Nothing other than the lines from the one containing "surface? Mark that spot." through the close of the entries below should be printed, each exactly.

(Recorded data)
-----
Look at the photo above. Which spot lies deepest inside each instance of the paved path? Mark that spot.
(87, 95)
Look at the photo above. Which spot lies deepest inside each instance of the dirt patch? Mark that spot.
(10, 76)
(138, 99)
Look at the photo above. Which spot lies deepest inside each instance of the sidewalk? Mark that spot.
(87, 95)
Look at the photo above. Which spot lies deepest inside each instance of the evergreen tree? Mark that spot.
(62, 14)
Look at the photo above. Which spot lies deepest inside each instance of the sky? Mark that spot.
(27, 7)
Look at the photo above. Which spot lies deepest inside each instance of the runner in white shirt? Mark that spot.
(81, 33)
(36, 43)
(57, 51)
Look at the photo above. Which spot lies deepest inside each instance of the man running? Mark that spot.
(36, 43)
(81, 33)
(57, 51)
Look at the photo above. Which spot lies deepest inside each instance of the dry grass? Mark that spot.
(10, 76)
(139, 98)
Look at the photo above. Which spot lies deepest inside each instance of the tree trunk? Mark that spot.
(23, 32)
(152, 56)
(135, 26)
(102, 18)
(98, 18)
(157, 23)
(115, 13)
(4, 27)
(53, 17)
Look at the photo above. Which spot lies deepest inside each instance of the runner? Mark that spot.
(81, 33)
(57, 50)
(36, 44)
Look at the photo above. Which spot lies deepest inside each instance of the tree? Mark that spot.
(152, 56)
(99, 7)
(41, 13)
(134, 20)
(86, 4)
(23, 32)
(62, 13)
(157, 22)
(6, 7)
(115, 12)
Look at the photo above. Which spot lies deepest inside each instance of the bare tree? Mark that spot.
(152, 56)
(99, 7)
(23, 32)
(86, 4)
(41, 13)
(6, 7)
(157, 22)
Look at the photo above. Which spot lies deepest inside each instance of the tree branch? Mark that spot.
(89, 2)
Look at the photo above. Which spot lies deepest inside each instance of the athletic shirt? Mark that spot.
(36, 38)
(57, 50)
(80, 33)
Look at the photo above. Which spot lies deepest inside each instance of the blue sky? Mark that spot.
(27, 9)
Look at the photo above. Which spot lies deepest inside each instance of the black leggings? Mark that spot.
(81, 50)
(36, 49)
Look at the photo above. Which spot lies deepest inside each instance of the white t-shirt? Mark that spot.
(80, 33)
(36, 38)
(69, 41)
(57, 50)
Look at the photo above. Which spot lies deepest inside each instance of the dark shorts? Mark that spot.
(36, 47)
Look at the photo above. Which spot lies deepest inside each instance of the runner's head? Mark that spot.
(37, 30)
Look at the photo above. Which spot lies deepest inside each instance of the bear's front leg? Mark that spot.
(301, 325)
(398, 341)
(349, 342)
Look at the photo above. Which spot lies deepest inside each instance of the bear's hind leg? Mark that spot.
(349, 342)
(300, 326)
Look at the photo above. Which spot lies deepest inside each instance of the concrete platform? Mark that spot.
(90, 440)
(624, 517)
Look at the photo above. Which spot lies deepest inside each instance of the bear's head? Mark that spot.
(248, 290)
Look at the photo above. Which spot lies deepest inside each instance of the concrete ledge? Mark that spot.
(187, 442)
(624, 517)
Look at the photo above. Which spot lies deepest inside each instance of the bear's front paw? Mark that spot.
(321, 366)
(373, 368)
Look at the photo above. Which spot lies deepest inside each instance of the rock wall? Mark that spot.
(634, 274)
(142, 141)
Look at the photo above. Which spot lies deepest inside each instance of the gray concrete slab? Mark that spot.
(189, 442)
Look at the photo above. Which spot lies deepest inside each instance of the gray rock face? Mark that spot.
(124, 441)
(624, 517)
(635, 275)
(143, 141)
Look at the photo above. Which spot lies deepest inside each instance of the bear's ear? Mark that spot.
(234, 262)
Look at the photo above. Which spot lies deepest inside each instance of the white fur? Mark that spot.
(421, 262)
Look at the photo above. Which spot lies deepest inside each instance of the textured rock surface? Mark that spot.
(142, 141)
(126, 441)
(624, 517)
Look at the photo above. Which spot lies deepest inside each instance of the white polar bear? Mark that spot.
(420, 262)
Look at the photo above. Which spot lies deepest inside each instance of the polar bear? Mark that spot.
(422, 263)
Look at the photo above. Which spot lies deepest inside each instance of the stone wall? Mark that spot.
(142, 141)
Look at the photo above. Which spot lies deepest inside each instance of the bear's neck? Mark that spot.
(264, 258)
-----
• **Task answer**:
Look at the photo above. Which spot lies deepest inside each instance of the textured rock surface? Mark that spot.
(142, 141)
(126, 441)
(624, 517)
Look at the photo above. Which spot lies deepest inside each instance of the white polar bear? Mark that spot.
(420, 262)
Look at the photo above. Which spot lies deepest inside each instance of the polar bear? Mark that spot.
(422, 263)
Look at the photo above. Which spot lies deepest inside each instance of the stone wall? Mark that spot.
(142, 141)
Look at the photo above. Which spot lies deepest inside each instance of the bear's neck? Mark that spot.
(264, 258)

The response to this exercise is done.